# THINGS TO DO
a - In the devotional on repentance, what plain text did Christ preach instead of sublime notions of heavenly things?
b - Take the devotional on repentance further from its final sentence, keeping its tone and subject.

# DOCUMENT SECTION
[Start of section]

He paid the price for our lives
The Lord does not delay and is not slow about His promise, as some count slowness, but is [extraordinarily] patient toward you, not wishing for any to perish but for all to come to repentance. 2 Pet 3:9. Christ came to die the most horrific death on a cross – for your sins and mine. He lived a sinless life and so was qualified to pay the price for our sins. He paid the price for our lives. Let us come to the foot of the cross often – seeking His forgiveness and thanking Him for the sacrifice He made.
Henry says – The subject which Christ dwelt upon now – Repent, for the kingdom of heaven is at hand. The gospel message is the same for all time periods, and the reasons to enforce them the same. For it is the everlasting gospel. Fear God, and by repentance, give honour to Him. Christ came to seek fruit in our lives, the fruits of repentance.
The reason is still the same
Christ had lain in the bosom of the Father and could have preached sublime notions of heavenly things. But he gave the plain old text of ‘Repent, for the kingdom of heaven is at hand’. We need to follow with the same message. The reason is still the same. The kingdom of heaven is at hand. We should be so much the more quickened to our duty, as we see the end of days approaching.

[End of section]

# DATA UNDER STUDY
[Start of section]

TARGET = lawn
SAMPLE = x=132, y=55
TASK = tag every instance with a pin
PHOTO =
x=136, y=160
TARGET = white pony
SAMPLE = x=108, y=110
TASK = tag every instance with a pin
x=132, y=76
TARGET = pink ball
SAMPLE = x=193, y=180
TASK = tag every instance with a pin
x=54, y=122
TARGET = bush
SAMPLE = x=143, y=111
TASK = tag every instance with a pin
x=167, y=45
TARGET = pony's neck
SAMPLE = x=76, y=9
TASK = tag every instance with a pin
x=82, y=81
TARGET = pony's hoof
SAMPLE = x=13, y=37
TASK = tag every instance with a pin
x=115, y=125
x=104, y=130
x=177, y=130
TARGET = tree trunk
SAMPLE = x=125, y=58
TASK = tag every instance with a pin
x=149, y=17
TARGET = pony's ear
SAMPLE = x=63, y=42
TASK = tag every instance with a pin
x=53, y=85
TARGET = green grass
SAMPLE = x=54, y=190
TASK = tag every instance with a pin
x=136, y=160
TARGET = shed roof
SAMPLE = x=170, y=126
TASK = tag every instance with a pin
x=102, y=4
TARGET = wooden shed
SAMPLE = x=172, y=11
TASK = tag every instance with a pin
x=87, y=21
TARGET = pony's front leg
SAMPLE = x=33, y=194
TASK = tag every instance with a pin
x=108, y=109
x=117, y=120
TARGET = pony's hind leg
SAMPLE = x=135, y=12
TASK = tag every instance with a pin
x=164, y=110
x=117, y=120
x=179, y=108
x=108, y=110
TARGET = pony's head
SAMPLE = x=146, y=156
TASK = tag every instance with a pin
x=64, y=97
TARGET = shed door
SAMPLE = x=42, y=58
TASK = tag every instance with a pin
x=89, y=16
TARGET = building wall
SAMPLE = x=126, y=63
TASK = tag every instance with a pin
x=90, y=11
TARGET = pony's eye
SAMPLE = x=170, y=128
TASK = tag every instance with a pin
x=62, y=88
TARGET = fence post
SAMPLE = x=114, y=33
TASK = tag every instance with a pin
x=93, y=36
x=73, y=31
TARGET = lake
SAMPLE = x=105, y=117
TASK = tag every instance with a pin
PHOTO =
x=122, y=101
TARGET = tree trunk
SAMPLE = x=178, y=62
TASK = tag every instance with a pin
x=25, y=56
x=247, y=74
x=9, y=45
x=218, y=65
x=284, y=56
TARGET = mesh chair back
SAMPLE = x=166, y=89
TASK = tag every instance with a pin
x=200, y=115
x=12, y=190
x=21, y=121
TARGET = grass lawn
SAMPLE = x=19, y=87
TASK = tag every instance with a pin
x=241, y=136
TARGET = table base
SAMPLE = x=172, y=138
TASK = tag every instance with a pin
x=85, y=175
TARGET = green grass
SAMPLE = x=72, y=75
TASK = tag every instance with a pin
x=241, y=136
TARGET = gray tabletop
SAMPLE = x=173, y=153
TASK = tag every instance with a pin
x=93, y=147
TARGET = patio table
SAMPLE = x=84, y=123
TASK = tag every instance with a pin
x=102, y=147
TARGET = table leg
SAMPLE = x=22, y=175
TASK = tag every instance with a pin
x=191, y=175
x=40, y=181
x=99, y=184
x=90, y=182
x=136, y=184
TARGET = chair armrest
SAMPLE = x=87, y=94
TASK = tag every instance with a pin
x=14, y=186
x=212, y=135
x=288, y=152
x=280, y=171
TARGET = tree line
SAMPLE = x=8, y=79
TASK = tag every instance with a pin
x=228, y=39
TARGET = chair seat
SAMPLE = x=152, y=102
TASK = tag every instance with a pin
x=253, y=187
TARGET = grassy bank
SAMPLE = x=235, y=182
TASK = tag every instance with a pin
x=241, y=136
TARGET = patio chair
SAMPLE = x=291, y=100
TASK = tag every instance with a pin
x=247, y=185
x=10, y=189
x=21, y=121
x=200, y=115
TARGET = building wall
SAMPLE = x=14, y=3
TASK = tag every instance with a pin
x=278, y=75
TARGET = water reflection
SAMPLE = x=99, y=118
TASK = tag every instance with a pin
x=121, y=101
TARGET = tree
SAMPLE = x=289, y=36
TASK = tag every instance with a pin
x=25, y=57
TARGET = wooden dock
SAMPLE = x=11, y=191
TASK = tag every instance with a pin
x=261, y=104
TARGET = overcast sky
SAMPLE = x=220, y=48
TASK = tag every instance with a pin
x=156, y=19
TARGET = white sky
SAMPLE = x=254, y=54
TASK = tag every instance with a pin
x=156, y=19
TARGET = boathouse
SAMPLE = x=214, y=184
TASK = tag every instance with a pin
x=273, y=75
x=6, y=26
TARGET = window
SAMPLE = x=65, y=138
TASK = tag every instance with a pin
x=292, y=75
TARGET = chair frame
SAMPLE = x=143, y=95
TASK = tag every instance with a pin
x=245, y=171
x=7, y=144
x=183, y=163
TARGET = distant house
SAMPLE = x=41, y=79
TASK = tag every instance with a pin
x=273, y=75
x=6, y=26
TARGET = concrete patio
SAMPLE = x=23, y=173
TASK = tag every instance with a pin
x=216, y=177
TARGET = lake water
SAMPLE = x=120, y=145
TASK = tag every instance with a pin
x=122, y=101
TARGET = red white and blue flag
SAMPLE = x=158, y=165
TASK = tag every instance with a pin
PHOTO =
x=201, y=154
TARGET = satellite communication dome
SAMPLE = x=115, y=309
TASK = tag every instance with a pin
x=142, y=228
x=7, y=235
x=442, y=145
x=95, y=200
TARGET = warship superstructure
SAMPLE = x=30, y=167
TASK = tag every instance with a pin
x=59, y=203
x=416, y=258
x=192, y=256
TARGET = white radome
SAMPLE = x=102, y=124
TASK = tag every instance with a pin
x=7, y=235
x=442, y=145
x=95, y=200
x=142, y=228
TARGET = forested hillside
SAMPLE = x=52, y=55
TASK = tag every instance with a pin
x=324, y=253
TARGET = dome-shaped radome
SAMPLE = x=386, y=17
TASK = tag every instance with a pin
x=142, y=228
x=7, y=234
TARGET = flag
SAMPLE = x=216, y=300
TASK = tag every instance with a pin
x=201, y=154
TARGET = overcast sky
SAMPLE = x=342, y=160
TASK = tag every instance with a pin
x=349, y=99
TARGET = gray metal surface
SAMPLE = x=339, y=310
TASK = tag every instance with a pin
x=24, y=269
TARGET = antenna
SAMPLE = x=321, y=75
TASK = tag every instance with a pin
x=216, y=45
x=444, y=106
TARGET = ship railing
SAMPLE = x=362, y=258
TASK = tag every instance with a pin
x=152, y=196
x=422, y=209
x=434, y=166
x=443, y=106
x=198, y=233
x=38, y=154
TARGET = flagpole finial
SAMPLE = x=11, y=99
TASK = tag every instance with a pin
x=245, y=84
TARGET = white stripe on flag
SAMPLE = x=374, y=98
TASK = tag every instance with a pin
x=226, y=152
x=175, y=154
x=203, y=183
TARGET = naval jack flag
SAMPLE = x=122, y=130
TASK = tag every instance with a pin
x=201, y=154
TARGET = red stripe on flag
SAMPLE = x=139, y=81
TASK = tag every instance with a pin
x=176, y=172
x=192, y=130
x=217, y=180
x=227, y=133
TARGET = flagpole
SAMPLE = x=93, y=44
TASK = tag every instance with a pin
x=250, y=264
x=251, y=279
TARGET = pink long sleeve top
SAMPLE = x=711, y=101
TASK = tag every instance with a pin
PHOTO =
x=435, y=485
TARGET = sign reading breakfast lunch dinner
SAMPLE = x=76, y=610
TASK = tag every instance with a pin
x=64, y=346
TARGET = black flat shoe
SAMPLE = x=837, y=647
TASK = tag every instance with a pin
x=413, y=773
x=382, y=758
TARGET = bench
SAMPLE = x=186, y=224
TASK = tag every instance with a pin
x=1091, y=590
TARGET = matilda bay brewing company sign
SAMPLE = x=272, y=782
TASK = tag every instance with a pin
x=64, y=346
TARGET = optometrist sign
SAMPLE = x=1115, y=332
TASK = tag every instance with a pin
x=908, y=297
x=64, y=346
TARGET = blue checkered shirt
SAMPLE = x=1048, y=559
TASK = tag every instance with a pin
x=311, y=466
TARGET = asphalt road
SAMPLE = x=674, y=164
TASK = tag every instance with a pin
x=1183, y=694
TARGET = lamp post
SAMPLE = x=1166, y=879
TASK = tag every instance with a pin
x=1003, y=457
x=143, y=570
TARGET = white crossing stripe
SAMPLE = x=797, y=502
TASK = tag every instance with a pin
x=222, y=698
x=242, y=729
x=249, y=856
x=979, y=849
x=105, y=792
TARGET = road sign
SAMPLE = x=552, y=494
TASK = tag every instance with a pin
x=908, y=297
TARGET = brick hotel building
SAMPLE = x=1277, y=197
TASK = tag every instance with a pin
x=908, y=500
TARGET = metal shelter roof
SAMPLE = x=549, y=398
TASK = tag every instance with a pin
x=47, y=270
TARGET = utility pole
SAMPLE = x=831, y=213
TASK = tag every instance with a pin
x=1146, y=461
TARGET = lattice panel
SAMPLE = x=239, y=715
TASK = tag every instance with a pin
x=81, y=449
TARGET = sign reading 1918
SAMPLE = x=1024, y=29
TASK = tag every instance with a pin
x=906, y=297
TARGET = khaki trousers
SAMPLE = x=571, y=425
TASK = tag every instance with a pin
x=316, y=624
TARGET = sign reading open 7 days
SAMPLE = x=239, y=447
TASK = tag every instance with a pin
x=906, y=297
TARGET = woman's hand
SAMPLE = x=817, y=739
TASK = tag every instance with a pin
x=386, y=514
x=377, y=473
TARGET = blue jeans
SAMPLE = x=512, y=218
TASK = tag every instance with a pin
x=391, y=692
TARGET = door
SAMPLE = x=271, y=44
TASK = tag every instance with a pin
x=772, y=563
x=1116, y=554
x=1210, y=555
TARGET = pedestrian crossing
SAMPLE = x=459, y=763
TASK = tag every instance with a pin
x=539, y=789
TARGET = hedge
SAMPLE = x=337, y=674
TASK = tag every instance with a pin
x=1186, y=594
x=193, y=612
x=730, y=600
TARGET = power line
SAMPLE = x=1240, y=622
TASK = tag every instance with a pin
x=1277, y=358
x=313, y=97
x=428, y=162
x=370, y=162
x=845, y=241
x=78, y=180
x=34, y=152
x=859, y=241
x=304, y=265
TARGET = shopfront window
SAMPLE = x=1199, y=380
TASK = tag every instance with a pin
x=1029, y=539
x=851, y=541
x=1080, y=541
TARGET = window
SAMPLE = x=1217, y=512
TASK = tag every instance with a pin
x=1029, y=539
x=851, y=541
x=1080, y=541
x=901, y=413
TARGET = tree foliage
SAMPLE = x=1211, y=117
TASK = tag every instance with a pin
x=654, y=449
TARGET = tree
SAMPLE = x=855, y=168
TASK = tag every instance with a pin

[End of section]

# ANSWERS TO THE EXERCISES
a - "Repent, for the kingdom of heaven is at hand."

b -
As Christians we have all broken the moral law, we are all guilty. We must, therefore, take the benefit of the covenant of grace (the unmerited favour of God). By repentance, we must lament and forsake our sins, and by faith, we must receive the forgiveness of them through Christ our Redeemer.
Repentance will quicken faith
We cannot reform our lives without trusting in the righteousness and grace of Christ. We also cannot think that trusting in Christ will save us without the reformation of our hearts and lives. Christ has joined these two together. They will mutually assist and befriend each other. Repentance will quicken faith, and faith will make repentance fervent.
Christ tells them that God was more pleased with, the penitent broken heart of one of those despised sinners, than all the long prayers which the religious people made, who could not see anything amiss in themselves. It is best not to go astray, but the grace of God is more manifested in the humility of great sinners than in those that never went astray.
To whom much is forgiven will love much
Many times those that have been great sinners before their conversion prove more eminently and zealously good after, of which the Apostle Paul is an example. And so in him, God was greatly glorified, Gal. 1:24 they were glorifying God [as the Author and Source of what had taken place and all that had been accomplished] in me.
They to whom much is forgiven will love much. We are moved with a more effective joy for the recovery of what we had lost than for the continuation of what we had always enjoyed. Such as for health out of sickness than for health without sickness. It is as life from the dead.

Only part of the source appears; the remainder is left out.